Stated goal:
Print out every line, exactly as written.

Part of a data file
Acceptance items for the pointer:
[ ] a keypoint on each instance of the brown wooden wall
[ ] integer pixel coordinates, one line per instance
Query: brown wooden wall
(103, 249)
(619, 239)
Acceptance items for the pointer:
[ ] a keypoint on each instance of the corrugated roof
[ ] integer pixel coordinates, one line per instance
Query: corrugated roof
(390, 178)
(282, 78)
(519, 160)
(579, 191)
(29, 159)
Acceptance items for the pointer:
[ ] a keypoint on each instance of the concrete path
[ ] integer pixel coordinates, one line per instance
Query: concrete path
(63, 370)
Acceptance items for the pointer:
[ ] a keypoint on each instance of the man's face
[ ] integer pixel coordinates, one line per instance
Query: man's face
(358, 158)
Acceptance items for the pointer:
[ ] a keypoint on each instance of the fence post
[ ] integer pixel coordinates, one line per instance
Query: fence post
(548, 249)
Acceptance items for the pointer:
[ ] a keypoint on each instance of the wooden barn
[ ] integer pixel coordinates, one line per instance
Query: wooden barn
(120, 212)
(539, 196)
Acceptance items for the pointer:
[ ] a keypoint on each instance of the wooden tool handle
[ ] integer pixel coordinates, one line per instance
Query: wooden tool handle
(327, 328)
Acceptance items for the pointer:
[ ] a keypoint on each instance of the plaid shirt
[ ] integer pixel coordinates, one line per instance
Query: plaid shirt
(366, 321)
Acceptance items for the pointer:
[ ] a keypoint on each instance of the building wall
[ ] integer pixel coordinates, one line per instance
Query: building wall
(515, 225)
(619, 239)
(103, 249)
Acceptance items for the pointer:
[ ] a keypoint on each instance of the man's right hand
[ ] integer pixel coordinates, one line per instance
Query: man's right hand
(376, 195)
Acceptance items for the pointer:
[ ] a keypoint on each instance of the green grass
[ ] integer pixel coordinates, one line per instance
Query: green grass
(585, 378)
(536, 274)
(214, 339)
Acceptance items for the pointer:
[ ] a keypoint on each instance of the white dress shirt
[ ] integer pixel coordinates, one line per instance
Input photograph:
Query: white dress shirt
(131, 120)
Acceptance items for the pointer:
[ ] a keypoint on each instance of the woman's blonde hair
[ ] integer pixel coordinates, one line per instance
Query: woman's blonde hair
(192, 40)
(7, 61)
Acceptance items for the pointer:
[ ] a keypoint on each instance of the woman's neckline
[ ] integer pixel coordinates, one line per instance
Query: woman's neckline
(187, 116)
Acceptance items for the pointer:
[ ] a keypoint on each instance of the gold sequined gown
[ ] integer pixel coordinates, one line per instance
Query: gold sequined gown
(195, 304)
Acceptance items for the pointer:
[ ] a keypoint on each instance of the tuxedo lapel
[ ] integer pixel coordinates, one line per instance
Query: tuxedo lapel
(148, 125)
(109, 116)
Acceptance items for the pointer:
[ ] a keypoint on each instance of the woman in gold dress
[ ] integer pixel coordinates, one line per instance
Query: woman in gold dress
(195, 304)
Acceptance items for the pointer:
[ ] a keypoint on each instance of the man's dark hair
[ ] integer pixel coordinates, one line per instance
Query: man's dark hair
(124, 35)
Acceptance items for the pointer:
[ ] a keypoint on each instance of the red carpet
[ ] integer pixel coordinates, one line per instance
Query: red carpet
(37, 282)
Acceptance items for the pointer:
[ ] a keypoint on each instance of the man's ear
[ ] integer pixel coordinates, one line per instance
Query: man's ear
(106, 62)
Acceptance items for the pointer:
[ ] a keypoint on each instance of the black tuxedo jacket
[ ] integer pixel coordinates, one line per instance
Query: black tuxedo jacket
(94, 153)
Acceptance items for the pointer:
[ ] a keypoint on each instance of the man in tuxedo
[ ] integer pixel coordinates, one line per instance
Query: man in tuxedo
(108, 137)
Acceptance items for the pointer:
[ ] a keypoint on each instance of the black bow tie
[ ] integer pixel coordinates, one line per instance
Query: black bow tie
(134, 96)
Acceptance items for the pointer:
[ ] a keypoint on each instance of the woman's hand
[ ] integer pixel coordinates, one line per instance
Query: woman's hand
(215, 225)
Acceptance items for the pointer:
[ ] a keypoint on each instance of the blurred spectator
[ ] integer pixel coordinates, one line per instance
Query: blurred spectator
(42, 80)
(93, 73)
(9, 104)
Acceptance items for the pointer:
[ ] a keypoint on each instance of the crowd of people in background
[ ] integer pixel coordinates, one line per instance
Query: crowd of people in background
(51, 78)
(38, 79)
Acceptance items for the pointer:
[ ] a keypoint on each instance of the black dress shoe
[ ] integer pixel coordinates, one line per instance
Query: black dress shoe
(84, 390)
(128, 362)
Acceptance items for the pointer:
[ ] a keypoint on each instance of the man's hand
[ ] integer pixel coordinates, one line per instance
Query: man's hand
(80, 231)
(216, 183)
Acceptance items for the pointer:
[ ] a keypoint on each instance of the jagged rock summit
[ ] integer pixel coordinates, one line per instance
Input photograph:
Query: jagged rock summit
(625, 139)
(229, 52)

Exercise output:
Acceptance items for the pointer:
[ ] a keypoint on each instance of the brown wooden wall
[ ] integer pixel coordinates, one line per instance
Query: brown wooden wall
(103, 249)
(619, 239)
Acceptance items for the pointer:
[ ] a keypoint on each instance of the corrugated roof
[ ] integer pixel coordinates, one line per instance
Query: corrugated roof
(390, 178)
(282, 78)
(519, 160)
(579, 191)
(29, 159)
Acceptance items for the pointer:
[ ] a keypoint on each instance of the concrete path
[ ] integer pixel coordinates, one line per instance
Query: concrete path
(63, 370)
Acceptance items for the pointer:
[ ] a keypoint on each instance of the man's face
[ ] integer pixel coordinates, one line per instance
Query: man's face
(358, 158)
Acceptance items for the pointer:
[ ] a keypoint on each instance of the fence post
[ ] integer pixel coordinates, one line per instance
Query: fence post
(548, 249)
Acceptance items for the pointer:
[ ] a keypoint on each instance of the wooden barn
[ ] integer pixel coordinates, one line per instance
Query: wooden barn
(120, 212)
(539, 196)
Acceptance items for the pointer:
[ ] a keypoint on each instance of the wooden tool handle
[ ] integer pixel coordinates, one line per instance
Query: wooden tool handle
(327, 328)
Acceptance items for the pointer:
[ ] a keypoint on each instance of the plaid shirt
[ ] integer pixel coordinates, one line per instance
Query: plaid shirt
(366, 321)
Acceptance items for the pointer:
[ ] a keypoint on each instance of the building wall
[ ] integer pixel coordinates, one line per instance
Query: building wall
(515, 225)
(619, 239)
(103, 249)
Acceptance items for the pointer:
[ ] a keypoint on each instance of the man's right hand
[ ] integer pixel coordinates, one line per instance
Query: man's right hand
(376, 195)
Acceptance items for the pointer:
[ ] a keypoint on each instance of the green grass
[ ] integer pixel coordinates, one line per instance
Query: green grass
(585, 378)
(536, 274)
(214, 339)
Acceptance items for the pointer:
[ ] a keypoint on each instance of the white dress shirt
[ ] integer pixel coordinates, one line per instance
Input photograph:
Query: white dress shirt
(131, 120)
Acceptance items for the pointer:
[ ] a keypoint on each instance of the woman's blonde hair
[ ] integer pixel coordinates, one line per instance
Query: woman's blonde hair
(192, 40)
(7, 61)
Acceptance items for the pointer:
[ ] a keypoint on each instance of the woman's neckline
[ ] integer pixel coordinates, one line per instance
Query: woman's neckline
(187, 116)
Acceptance items for the pointer:
[ ] a keypoint on each instance of the gold sequined gown
[ ] integer pixel coordinates, one line per instance
Query: gold sequined gown
(195, 304)
Acceptance items for the pointer:
[ ] a keypoint on each instance of the tuxedo lapel
[ ] integer pixel coordinates, one line per instance
Query: tuxedo lapel
(148, 125)
(109, 116)
Acceptance items for the pointer:
[ ] a keypoint on each instance of the woman in gold dress
[ ] integer pixel coordinates, one line per instance
Query: woman in gold dress
(195, 304)
Acceptance items for the pointer:
[ ] a keypoint on each instance of the man's dark hair
[ ] integer pixel coordinates, one line per instance
Query: man's dark hair
(124, 35)
Acceptance items for the pointer:
[ ] a keypoint on each instance of the red carpet
[ ] integer pixel coordinates, one line per instance
Query: red carpet
(37, 282)
Acceptance items for the pointer:
[ ] a keypoint on each instance of the man's ear
[ ] integer pixel coordinates, one line per instance
Query: man's ear
(106, 62)
Acceptance items for the pointer:
[ ] a keypoint on each instance of the black tuxedo jacket
[ ] integer pixel coordinates, one line per instance
Query: black tuxedo jacket
(94, 153)
Acceptance items for the pointer:
[ ] a keypoint on each instance of the man in tuxedo
[ ] integer pixel coordinates, one line per instance
Query: man in tuxedo
(108, 137)
Acceptance items for the pointer:
[ ] a keypoint on each instance of the black bow tie
[ ] integer pixel coordinates, one line per instance
Query: black bow tie
(134, 96)
Acceptance items for the pointer:
[ ] a keypoint on each instance of the woman's hand
[ ] integer pixel coordinates, one line per instance
Query: woman's hand
(215, 225)
Acceptance items for the pointer:
[ ] a keypoint on each instance of the blurred spectator
[ ] integer pixel coordinates, one line per instance
Query: blurred spectator
(42, 80)
(93, 73)
(9, 104)
Acceptance items for the pointer:
[ ] a keypoint on each instance of the crowd of people in background
[ ] integer pixel coordinates, one line per instance
Query: crowd of people in background
(51, 78)
(38, 79)
Acceptance items for the pointer:
[ ] a keypoint on each instance of the black dress shoe
[ ] integer pixel coordinates, one line per instance
Query: black dress shoe
(84, 390)
(128, 362)
Acceptance items for the pointer:
[ ] a keypoint on each instance of the man's hand
[ ] integer pixel coordinates, one line per instance
Query: man's hand
(80, 231)
(216, 183)
Acceptance items for the pointer:
[ ] a keypoint on each instance of the jagged rock summit
[ ] integer pixel coordinates, one line per instance
Input photograph:
Query: jagged rock summit
(625, 139)
(229, 52)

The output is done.